▶ **Records for the task**:
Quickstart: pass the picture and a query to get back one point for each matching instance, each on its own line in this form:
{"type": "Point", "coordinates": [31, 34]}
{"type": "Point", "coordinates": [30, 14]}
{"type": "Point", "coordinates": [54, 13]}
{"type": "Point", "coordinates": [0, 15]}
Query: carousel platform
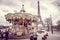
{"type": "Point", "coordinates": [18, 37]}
---
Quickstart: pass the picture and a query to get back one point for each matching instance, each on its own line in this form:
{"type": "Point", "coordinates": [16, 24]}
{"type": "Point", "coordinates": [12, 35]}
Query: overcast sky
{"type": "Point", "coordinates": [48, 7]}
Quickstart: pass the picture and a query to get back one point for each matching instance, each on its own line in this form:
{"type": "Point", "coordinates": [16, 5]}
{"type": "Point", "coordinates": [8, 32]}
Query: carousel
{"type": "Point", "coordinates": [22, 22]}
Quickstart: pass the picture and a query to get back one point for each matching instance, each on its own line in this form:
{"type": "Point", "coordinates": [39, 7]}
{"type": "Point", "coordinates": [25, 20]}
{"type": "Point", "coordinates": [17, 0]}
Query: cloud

▶ **Request**:
Pull out every line in the records above that contains the string "carousel", treating uppercase and lowercase letters as different.

▶ **Exercise response**:
Query: carousel platform
Query: carousel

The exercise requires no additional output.